Stored data entries

★ ★ ★ ★ ★

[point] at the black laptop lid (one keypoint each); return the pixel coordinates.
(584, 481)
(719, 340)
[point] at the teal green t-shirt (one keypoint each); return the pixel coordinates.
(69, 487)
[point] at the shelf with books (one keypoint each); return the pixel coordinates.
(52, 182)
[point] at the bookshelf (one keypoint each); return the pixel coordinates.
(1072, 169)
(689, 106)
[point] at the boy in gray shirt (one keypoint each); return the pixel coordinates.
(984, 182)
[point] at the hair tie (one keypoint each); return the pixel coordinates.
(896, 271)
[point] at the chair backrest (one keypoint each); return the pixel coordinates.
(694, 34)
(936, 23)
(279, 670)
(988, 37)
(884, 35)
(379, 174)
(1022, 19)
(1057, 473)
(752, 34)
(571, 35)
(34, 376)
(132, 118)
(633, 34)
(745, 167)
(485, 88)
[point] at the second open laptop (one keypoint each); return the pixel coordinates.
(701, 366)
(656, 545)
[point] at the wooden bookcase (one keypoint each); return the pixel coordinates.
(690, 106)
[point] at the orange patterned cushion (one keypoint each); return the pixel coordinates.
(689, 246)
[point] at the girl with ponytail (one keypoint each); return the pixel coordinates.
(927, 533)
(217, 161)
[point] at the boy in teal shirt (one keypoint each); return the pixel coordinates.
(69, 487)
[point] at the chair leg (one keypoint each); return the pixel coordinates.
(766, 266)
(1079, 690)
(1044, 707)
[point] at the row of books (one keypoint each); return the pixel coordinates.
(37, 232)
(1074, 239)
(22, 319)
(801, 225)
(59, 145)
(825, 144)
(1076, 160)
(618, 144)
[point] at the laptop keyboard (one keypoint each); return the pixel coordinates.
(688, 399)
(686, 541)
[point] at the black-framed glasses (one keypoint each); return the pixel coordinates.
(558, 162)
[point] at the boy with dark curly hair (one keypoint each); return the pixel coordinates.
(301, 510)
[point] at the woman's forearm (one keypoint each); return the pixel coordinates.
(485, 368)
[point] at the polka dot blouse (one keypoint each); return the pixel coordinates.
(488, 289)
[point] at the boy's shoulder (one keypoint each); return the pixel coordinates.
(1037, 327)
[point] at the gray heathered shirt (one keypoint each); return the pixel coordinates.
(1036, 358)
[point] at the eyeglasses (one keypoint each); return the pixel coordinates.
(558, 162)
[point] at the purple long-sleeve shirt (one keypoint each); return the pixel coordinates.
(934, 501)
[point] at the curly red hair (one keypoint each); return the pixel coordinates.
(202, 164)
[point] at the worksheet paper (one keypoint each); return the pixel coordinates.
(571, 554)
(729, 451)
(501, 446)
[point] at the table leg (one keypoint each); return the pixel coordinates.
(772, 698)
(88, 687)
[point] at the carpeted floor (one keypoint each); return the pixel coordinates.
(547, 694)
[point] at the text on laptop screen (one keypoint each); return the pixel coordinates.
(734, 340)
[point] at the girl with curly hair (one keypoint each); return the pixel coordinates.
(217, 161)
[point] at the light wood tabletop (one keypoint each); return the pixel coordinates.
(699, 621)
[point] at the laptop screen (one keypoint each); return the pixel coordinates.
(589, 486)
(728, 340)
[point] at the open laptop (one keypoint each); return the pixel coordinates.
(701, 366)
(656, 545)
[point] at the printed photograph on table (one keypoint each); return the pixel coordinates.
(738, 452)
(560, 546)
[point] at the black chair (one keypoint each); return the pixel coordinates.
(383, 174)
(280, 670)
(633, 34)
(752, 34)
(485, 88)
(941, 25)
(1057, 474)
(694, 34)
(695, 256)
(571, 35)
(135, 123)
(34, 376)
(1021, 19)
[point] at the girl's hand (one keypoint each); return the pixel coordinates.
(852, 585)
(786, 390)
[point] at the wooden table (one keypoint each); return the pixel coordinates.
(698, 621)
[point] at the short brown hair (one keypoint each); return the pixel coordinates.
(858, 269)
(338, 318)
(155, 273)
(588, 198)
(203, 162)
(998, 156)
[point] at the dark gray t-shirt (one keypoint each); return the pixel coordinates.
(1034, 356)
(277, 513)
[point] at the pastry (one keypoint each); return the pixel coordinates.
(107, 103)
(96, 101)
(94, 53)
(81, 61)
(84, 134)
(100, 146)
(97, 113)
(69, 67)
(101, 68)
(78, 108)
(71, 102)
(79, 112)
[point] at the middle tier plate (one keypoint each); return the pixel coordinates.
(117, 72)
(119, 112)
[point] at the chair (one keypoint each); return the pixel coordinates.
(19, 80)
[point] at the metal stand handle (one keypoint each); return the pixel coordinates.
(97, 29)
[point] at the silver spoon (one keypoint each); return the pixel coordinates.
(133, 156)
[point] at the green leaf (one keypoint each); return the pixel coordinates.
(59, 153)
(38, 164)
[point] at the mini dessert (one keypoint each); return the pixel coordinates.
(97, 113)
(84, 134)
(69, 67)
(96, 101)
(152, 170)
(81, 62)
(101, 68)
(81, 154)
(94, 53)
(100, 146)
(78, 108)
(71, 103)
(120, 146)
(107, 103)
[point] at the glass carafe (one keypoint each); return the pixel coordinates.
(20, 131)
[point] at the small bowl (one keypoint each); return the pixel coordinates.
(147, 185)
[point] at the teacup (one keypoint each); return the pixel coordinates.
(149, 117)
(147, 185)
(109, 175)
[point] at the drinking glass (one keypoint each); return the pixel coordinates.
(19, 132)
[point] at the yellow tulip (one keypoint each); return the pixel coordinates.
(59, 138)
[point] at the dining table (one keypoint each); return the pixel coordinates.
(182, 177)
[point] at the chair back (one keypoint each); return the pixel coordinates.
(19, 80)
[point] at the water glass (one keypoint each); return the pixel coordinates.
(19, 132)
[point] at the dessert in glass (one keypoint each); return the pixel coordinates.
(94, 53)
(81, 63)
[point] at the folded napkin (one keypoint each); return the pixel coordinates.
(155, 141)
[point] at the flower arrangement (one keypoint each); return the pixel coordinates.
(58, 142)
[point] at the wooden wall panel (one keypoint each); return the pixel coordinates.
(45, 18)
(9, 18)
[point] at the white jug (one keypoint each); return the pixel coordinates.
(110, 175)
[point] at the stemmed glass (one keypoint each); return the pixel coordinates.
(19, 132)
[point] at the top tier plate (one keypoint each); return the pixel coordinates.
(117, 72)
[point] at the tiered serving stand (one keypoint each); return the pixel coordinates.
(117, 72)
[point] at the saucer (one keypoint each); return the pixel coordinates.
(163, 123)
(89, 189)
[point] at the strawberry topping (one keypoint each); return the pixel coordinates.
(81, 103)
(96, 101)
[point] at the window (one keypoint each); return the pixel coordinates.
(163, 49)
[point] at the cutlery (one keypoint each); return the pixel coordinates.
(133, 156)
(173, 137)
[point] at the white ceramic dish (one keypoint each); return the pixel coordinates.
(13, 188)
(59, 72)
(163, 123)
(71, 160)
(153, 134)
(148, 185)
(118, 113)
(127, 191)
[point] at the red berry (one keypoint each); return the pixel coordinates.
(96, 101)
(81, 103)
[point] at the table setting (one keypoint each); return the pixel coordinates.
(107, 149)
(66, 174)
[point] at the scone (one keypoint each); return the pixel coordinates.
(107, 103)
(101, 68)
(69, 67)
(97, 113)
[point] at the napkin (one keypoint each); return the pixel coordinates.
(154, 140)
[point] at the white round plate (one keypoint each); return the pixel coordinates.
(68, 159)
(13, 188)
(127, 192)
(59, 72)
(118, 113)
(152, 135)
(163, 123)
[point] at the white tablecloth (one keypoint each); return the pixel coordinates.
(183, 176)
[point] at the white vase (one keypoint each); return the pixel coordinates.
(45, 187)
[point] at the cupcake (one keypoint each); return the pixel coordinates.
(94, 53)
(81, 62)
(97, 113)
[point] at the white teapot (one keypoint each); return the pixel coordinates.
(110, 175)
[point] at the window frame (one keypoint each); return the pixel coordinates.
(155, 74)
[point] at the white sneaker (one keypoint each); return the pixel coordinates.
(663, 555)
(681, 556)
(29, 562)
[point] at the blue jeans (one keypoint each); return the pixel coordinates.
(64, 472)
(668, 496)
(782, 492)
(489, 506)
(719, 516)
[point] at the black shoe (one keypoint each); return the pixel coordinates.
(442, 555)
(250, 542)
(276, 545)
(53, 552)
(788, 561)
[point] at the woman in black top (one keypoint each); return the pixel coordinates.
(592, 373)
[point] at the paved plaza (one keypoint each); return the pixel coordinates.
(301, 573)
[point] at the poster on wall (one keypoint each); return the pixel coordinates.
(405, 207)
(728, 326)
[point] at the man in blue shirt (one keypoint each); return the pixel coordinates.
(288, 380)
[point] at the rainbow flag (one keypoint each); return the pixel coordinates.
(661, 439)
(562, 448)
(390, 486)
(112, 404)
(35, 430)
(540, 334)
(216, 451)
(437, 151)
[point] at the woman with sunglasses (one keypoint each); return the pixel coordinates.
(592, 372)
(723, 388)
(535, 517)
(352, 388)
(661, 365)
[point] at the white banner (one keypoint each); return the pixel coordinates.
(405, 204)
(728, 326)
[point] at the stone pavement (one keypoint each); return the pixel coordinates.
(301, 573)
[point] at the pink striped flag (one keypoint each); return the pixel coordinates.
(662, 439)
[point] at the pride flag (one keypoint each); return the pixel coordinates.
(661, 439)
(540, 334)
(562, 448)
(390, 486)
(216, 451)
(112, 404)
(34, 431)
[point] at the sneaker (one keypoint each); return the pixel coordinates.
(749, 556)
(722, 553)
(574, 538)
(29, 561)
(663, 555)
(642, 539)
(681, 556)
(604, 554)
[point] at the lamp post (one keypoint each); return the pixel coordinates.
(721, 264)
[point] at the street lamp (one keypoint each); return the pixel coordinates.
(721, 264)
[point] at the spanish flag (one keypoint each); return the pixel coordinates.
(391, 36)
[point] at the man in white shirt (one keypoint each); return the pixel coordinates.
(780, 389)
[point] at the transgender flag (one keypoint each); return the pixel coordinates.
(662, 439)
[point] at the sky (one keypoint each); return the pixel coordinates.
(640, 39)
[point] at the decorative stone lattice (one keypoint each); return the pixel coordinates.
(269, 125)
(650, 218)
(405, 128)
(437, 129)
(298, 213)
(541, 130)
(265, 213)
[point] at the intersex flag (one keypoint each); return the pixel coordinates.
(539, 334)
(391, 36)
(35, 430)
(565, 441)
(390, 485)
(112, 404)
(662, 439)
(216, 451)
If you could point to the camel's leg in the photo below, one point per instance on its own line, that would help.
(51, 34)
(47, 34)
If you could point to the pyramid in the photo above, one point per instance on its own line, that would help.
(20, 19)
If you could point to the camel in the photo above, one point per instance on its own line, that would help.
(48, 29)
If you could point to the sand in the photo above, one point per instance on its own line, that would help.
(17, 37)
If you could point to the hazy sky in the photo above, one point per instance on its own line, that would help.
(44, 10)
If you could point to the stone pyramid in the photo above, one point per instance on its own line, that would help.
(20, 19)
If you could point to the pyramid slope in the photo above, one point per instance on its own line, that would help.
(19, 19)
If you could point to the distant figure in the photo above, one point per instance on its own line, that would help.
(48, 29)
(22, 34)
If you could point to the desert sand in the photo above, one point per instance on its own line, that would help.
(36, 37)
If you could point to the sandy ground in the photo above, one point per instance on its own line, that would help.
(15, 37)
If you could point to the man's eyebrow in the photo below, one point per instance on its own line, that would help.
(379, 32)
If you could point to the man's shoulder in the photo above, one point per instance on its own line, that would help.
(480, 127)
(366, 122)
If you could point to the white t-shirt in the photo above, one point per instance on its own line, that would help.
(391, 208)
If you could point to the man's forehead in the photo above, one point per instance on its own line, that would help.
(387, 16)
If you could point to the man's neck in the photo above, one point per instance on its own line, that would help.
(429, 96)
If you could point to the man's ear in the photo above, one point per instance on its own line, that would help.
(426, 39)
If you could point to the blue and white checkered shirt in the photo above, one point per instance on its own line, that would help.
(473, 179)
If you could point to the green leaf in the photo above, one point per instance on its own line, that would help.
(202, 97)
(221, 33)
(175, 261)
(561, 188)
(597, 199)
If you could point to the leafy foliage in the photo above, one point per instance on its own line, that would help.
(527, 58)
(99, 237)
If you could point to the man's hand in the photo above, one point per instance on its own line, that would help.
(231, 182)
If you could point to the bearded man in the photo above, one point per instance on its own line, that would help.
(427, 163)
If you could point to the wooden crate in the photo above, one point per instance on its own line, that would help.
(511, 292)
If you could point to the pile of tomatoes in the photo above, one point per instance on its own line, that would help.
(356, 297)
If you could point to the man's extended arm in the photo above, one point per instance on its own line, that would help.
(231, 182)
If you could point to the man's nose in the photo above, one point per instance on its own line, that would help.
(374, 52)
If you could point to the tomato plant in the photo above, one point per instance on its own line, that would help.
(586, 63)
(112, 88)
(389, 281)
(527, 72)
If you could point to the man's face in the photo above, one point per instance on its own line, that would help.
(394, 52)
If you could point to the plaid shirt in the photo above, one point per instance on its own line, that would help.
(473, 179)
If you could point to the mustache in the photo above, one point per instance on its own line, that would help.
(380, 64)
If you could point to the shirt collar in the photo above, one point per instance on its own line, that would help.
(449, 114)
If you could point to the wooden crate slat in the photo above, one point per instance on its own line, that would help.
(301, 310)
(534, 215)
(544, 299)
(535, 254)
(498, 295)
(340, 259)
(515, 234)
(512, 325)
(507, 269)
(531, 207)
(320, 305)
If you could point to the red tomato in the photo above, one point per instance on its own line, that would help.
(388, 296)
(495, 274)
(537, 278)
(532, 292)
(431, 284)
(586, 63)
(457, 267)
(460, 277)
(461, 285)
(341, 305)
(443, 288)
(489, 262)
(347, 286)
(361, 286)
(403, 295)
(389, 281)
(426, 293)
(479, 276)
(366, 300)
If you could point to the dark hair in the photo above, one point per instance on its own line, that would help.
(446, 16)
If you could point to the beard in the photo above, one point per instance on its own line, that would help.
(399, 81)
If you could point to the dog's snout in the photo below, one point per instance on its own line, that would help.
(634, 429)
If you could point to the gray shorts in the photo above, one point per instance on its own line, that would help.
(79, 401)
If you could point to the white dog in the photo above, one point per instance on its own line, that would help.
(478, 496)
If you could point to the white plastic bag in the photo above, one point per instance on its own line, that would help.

★ ★ ★ ★ ★

• Try it: Write out every line, unchanged, from the one containing "If you could point to the white dog" through the closing line of the data.

• Written solution:
If you could point to the white dog in the photo above, one point per instance on its own line, that would help.
(478, 496)
If you could point to the white plastic bag in the photo above, one point per instance on its own line, that would help.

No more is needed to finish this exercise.